* [Tugas 1] Hitung ada berapa baris dalam data di bawah yang memuat kata "mountain". Jawab dengan angkanya saja.

------ Teks Bacaan ------

Para petani seringkali masih harus
berhadapan dengan panjangnya rantai distribusi, sehingga tidak jarang para
petani terjebak dalam kondisi dimana harga beli lebih rendah daripada harga
pasar. Tentunya kondisi ini sangat merugikan para petani. Dengan teknologi
blockchain, kondisi rantai pasok yang terdiri dari petani, ketua kelompok tani,
pabrik pengolah, retailer dan kondisi produksi, pengiriman, pembayaran,
pembelian dan penjualan hasil pertanian mampu terdokumentasi secara efisien dan
transparan. Teknologi ini hadir sebagai solusi pertanian off farm yang akan mendekatkan petani
dengan konsumen dan menciptakan sinergi erat antara petani, pengusaha pertanian
dan konsumen.
Penggunaan pestisida dalam usaha
pertanian dapat meningkatkan produksi tanaman. Namun, hal ini akhirnya
meningkatkan ketergantungan petani terhadap penggunaan pestisida dan resistensi
tanaman yang tinggi terhadap pestisida. Selain itu, aplikasi pestisida dengan
penyemprotan secara manual berpotensi merusak tanaman dan jika tidak dilakukan
dengan hati-hati akan sangat berbahaya bagi kesehatan petani. Hal ini
dikarenakan kandungan bahan kimia pestisida yang berbahaya, tidak boleh
bersentuhan langsung dengan kulit, terhirup atau kontak dengan mata manusia. Oleh
karena itu, Drone sprayer adalah solusi bagi permasalahan ini. Drone sprayer
adalah pesawat “nirawak” yang berfungsi untuk menyemprotkan pestisida
untuk membasmi organisme pengganggu tanaman. Drone mampu bekerja mandiri sesuai
pola yang diinginkan menggunakan perangkat android dan dipandu dengan GPS.

------ Data Tersedia ------

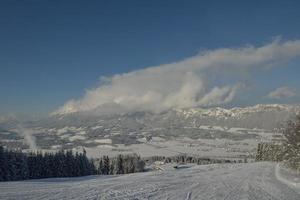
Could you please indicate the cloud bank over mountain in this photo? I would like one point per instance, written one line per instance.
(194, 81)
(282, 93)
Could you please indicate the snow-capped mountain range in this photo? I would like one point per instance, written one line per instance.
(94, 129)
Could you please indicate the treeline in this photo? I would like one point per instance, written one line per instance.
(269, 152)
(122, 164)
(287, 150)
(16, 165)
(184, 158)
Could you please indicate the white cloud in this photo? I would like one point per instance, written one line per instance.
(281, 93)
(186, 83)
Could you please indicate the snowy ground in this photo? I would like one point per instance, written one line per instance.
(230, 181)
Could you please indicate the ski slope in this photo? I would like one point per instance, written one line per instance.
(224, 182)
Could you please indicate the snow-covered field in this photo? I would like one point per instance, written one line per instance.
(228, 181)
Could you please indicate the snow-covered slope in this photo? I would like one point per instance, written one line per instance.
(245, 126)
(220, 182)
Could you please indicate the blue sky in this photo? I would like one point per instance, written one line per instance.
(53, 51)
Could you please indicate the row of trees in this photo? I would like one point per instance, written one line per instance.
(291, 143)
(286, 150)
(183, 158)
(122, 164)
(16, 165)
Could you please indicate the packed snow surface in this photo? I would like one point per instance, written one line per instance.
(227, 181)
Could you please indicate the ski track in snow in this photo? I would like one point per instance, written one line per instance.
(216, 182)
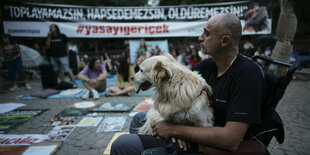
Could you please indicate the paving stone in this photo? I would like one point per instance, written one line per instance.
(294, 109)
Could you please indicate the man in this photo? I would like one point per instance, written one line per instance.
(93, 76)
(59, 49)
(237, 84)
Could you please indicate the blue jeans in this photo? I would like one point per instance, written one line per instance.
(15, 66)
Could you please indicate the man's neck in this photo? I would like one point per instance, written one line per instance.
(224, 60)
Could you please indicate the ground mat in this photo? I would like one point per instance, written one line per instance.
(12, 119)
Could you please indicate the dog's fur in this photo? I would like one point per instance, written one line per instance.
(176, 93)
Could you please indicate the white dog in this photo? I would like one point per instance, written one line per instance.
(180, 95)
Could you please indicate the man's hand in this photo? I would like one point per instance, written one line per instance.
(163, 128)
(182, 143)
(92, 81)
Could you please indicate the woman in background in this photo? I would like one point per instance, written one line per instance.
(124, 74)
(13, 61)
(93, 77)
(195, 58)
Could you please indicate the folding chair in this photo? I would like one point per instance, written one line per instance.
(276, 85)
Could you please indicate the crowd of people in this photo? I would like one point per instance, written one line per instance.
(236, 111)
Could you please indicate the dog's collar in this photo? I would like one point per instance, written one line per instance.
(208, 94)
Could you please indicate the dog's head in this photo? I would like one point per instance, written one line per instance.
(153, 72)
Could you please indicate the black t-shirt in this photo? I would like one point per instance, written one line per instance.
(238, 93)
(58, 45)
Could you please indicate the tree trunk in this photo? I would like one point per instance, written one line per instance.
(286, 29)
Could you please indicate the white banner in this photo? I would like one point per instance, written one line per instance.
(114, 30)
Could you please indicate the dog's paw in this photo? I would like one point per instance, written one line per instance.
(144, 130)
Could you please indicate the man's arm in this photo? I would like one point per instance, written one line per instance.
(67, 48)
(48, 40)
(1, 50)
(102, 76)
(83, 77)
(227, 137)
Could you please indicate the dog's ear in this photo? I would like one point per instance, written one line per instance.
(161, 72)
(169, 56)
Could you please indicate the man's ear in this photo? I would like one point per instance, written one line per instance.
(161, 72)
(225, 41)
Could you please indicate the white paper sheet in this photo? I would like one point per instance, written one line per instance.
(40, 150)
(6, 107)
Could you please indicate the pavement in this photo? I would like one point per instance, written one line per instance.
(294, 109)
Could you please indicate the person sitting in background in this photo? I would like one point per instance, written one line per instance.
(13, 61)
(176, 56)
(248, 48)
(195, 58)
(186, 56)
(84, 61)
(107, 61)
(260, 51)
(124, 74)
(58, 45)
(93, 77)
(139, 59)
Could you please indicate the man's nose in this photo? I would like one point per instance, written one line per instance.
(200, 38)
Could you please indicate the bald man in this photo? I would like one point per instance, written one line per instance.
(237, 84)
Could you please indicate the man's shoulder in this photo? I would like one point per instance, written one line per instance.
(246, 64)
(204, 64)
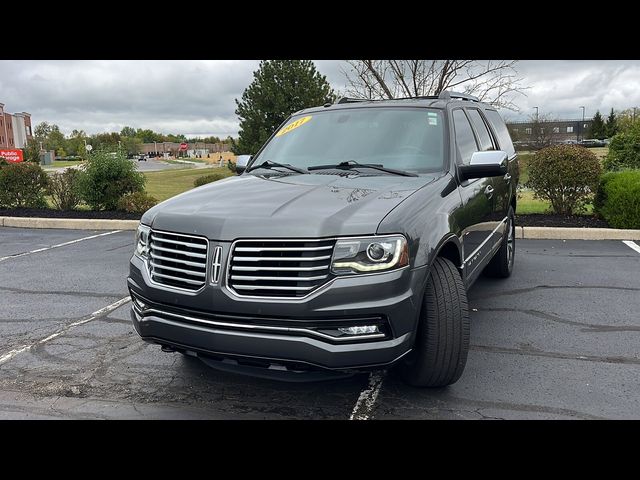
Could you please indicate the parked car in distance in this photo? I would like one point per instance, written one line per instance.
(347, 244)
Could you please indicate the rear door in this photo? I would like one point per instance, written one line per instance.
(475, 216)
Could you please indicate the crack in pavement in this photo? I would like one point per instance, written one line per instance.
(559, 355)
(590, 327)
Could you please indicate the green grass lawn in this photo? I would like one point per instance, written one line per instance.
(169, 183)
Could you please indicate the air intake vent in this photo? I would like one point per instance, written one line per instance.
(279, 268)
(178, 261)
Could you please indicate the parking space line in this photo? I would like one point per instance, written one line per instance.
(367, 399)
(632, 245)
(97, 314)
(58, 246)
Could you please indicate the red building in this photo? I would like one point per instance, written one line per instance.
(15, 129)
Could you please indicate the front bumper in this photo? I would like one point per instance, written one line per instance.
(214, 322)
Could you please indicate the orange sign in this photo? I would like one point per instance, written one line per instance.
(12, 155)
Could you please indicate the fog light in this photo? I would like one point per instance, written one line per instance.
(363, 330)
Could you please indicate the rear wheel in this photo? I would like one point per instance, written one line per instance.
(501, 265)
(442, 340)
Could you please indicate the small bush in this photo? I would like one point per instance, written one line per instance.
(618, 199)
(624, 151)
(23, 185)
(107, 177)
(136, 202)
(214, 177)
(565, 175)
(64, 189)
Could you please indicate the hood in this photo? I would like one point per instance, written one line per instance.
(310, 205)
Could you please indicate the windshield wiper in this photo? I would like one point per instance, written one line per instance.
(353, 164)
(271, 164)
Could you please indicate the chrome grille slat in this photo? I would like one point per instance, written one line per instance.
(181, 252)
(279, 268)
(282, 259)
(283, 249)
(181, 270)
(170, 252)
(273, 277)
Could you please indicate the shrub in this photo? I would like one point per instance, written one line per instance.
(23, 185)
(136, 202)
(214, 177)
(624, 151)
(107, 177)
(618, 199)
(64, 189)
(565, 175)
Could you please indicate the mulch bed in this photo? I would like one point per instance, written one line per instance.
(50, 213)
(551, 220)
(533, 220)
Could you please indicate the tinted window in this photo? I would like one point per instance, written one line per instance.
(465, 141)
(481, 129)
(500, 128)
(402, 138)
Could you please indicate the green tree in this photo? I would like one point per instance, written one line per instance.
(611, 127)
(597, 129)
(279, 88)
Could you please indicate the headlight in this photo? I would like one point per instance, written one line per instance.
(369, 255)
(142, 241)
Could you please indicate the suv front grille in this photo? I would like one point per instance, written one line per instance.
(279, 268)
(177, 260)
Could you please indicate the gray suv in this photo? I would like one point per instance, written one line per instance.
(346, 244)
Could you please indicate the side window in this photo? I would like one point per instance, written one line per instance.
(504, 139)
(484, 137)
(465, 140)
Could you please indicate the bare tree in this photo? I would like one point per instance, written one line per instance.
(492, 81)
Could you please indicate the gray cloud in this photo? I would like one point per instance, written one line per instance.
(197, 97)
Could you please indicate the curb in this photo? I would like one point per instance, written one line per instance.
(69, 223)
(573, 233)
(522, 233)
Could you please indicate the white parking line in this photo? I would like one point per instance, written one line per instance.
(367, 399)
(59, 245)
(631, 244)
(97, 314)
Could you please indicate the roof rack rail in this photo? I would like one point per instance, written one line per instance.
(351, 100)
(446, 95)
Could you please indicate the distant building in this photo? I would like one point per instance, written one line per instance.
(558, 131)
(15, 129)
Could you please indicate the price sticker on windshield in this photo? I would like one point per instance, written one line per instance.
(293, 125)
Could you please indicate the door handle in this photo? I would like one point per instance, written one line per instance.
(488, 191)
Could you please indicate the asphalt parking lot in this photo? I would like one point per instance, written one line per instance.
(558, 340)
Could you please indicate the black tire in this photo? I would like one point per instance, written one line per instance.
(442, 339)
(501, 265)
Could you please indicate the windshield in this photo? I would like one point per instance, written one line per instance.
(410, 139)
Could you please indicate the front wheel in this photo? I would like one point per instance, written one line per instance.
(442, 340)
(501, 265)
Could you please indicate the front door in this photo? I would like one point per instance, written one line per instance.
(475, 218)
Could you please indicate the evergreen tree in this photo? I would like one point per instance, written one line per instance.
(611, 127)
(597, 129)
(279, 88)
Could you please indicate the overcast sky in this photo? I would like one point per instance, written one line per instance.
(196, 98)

------

* [Tugas 2] Menurut teks bacaan tentang pertanian di atas, apa fungsi drone sprayer?

* [Hasil Latihan 1] 2

* [Hasil Latihan 2] Menyemprotkan pestisida untuk membasmi organisme pengganggu tanaman.